● What you should do: Write out every line of the listing below, copying each one word for word.

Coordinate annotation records
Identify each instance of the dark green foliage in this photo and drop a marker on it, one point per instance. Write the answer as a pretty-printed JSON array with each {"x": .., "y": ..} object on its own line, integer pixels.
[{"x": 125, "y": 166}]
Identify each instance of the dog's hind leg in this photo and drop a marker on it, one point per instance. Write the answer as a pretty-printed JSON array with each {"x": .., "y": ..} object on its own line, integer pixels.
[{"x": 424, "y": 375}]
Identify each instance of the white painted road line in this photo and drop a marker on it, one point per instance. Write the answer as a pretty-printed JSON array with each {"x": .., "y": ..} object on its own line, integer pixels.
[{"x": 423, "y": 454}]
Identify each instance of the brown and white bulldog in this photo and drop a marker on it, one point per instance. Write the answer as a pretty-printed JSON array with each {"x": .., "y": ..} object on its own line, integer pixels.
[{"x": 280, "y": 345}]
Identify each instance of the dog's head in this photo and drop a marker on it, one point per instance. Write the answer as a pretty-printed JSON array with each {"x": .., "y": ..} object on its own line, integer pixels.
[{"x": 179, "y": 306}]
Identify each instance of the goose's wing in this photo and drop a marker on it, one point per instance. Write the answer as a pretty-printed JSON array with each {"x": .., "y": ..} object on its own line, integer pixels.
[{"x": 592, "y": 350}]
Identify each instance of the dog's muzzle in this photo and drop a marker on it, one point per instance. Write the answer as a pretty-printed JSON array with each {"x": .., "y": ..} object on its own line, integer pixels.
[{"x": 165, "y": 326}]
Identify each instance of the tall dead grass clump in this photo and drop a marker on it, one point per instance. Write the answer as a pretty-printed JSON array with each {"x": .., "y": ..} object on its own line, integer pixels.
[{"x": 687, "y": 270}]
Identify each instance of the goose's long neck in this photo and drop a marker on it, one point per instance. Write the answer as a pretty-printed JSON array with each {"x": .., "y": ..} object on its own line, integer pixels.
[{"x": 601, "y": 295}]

● Solution:
Identify each instance of the dark green foliage in this photo and drop a marker on it, one point per instance. Write the answer as a pretty-printed JSON array with each {"x": .., "y": ..} object on its own line, integer pixels.
[{"x": 125, "y": 166}]
Identify each instance of the dog's hind leg in this photo and drop a marker on it, one point per instance. Write the answer as a pretty-printed JSON array with each {"x": .., "y": ..} object on its own line, integer pixels.
[{"x": 424, "y": 375}]
Identify each instance of the white painted road line in this photo and drop a marker on it, one point per instance. Write the answer as a pretty-printed JSON array with each {"x": .., "y": ..} object on its own line, integer pixels.
[{"x": 423, "y": 454}]
Identify each instance of the brown and white bulldog in this photo and drop a marker on it, one point per instance. Write the answer as a pretty-printed JSON array with each {"x": .., "y": ..} object on its own line, integer pixels.
[{"x": 280, "y": 345}]
Identify each instance of the dog's head in this photo and drop a marker on it, one point per instance. Write the answer as a pretty-printed JSON array with each {"x": .., "y": ..} object on its own line, integer pixels.
[{"x": 179, "y": 306}]
Identify each instance of the goose's wing in this photo and drop a marker on it, one point per instance. Write the answer as a pretty-printed JSON array with each {"x": .., "y": ..} object on its own line, integer pixels.
[{"x": 592, "y": 350}]
Identify each instance of the dog's muzzle in this photo and drop a marker on it, one point per instance. Write the answer as a pretty-printed JSON array with each {"x": .., "y": ..} object on its own line, integer pixels.
[{"x": 165, "y": 326}]
Identify each instance of the tall dead grass clump in this photo and drop a marker on it, one point per instance. Write the answer as a pretty-printed JSON array with each {"x": .., "y": ..} object on its own line, integer pixels.
[{"x": 687, "y": 270}]
Identify each instance of the goose's long neck in this photo and drop a marker on it, one point per instance. Write the answer as a pretty-printed JSON array with each {"x": .., "y": ..} object on its own line, integer pixels.
[{"x": 601, "y": 295}]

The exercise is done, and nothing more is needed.